■ Exercise ■
Arrange the entries from the line containing "Would you say there is any bird's wing" through the end of the entries as a Markdown table with the columns Row and Line, one numbered row per line, skipping any blank lines.

■ Entries shown ■

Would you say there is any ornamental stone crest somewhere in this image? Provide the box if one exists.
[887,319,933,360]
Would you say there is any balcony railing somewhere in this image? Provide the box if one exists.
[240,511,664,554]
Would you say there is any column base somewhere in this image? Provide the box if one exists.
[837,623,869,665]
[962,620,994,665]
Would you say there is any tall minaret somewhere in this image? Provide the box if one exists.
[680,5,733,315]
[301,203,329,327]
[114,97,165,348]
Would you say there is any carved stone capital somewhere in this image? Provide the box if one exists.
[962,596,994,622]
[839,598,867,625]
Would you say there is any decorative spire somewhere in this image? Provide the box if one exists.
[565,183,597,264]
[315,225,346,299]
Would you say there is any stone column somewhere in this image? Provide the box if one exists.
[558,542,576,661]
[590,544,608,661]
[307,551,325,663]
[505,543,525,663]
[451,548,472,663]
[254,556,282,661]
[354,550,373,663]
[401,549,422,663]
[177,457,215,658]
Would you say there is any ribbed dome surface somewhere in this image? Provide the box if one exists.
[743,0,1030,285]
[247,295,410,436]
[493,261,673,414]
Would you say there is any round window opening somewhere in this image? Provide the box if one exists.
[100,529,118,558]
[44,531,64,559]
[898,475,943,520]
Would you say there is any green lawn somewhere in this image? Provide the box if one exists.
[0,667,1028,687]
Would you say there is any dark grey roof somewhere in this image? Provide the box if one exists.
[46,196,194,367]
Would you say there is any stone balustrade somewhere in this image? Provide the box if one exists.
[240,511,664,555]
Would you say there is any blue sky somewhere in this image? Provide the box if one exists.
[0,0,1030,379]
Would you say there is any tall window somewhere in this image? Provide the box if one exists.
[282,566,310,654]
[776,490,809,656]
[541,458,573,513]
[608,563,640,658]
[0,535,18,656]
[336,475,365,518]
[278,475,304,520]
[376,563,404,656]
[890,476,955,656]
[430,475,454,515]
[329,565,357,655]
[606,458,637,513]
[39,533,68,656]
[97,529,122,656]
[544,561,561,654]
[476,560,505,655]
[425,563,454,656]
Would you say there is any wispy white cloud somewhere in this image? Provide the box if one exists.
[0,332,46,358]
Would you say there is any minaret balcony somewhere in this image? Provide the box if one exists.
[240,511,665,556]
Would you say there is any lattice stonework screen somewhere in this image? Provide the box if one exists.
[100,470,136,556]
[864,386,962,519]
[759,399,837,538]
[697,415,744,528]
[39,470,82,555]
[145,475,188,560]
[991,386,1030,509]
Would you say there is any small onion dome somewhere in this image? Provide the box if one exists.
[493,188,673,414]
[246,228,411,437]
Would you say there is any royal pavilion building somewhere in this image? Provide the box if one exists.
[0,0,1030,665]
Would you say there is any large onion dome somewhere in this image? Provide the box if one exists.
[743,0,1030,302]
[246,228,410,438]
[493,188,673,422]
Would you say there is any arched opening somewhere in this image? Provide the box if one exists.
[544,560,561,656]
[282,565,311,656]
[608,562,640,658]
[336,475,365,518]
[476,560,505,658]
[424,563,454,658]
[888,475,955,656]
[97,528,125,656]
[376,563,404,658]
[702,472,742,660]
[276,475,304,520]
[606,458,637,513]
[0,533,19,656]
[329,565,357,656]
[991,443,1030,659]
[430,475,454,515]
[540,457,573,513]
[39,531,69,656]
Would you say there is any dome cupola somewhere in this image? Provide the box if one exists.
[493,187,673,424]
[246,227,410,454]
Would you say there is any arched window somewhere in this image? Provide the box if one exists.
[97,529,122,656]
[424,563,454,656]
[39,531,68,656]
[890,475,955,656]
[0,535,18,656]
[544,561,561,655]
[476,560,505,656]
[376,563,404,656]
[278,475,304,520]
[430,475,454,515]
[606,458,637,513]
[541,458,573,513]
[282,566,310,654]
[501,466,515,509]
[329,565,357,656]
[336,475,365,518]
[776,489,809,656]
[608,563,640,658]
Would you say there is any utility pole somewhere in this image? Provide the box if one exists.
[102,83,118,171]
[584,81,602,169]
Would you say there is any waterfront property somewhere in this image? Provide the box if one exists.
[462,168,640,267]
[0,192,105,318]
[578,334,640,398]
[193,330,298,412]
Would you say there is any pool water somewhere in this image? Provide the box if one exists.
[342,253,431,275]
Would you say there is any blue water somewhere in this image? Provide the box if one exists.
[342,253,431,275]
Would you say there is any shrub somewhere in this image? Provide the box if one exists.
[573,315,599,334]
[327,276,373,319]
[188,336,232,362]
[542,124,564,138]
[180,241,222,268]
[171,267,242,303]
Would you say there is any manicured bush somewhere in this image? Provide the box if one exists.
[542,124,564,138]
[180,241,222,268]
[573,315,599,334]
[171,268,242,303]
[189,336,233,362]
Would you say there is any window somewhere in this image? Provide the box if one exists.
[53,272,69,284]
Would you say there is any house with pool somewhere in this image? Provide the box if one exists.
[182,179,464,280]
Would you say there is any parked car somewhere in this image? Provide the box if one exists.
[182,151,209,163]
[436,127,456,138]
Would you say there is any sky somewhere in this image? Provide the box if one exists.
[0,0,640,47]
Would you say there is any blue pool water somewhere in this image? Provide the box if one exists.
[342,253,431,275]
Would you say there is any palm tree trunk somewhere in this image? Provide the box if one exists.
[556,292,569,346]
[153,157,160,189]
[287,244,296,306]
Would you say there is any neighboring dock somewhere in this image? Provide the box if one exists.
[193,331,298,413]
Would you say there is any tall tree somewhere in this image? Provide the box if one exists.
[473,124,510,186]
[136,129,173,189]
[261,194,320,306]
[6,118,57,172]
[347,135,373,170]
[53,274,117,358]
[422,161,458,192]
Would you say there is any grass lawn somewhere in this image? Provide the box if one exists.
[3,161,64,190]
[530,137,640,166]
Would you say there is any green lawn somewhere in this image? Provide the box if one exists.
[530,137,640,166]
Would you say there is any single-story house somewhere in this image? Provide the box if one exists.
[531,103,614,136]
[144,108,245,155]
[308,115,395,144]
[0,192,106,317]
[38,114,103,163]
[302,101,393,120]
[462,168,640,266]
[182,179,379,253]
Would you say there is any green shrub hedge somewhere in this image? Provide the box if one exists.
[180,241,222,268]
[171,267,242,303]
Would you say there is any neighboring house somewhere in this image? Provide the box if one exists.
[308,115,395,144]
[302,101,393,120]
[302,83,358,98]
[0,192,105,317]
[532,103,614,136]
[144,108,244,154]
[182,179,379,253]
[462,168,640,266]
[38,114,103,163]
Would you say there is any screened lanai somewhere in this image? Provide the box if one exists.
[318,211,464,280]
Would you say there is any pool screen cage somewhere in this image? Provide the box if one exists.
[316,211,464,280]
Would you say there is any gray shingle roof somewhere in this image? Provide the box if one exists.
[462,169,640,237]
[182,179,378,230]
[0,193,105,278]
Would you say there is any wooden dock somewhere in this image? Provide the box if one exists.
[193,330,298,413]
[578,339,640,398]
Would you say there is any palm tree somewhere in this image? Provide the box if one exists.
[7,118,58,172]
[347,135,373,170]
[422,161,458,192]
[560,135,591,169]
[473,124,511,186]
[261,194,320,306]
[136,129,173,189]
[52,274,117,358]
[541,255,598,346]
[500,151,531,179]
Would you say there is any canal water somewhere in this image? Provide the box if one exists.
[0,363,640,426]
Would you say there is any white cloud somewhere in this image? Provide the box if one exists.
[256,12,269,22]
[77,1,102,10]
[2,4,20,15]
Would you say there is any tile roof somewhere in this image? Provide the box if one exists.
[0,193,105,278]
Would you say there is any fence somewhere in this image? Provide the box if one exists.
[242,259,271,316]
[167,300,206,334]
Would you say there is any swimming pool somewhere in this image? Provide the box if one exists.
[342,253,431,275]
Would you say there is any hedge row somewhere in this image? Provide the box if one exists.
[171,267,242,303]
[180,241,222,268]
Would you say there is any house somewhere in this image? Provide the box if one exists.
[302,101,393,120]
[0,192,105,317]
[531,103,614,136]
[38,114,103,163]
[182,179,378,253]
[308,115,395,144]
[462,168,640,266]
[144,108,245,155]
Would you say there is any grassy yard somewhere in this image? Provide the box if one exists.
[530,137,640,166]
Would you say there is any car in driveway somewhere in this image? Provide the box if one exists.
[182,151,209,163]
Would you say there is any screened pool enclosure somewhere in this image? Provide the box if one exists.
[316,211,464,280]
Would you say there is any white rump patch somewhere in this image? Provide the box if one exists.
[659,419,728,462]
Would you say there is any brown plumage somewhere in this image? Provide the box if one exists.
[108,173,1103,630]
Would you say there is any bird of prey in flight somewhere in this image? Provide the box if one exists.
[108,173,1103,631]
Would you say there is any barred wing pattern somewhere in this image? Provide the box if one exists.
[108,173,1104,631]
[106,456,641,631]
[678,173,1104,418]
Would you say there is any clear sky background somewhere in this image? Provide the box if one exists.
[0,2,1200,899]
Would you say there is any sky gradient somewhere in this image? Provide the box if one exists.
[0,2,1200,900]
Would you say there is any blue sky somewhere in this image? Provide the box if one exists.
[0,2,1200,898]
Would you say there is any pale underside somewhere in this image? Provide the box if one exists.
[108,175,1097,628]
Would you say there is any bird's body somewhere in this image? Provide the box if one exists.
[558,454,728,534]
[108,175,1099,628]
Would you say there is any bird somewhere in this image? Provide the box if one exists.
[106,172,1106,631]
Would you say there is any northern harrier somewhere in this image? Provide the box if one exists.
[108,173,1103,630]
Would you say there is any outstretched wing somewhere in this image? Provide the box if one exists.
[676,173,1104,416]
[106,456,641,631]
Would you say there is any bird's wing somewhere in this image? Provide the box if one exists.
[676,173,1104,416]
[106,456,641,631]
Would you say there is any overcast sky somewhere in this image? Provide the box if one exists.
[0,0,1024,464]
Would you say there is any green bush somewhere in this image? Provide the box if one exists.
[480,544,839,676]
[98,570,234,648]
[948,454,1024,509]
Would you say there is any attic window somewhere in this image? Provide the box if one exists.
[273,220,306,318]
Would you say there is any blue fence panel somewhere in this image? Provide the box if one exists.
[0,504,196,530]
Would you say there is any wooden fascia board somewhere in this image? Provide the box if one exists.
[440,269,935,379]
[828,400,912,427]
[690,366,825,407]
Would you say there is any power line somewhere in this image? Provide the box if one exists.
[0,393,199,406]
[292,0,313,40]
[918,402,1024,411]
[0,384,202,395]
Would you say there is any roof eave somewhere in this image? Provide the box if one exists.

■ The result ■
| Row | Line |
|---|---|
| 1 | Would you say there is any bird's wing somewhere in this image? Provide the box if one exists. |
| 2 | [676,173,1104,416] |
| 3 | [106,456,641,631] |
| 4 | Would you say there is any overcast sky somewhere in this image? Provide the box if one exists. |
| 5 | [0,0,1024,464] |
| 6 | Would you say there is any green bush somewhere in this image? Provide the box if one exists. |
| 7 | [480,544,839,676] |
| 8 | [98,570,234,648] |
| 9 | [948,454,1024,509] |
| 10 | Would you say there is any attic window somewhere in this image? Provide the box if one exists. |
| 11 | [273,220,306,318] |
| 12 | Would you say there is any blue fence panel somewhere in this image? Provide the box if one exists. |
| 13 | [0,504,196,530] |
| 14 | Would you say there is any wooden fascia board somewhere in this image? Provide the box if one exists. |
| 15 | [440,269,935,379] |
| 16 | [828,400,912,427] |
| 17 | [690,366,825,407] |
| 18 | Would you say there is any power line somewhere in this image? Provide the box if one exists. |
| 19 | [0,393,199,406] |
| 20 | [292,0,313,40] |
| 21 | [918,402,1024,411] |
| 22 | [0,384,202,395] |
| 23 | Would you say there is any roof eave somewhere in this image? Provide the box if one exists. |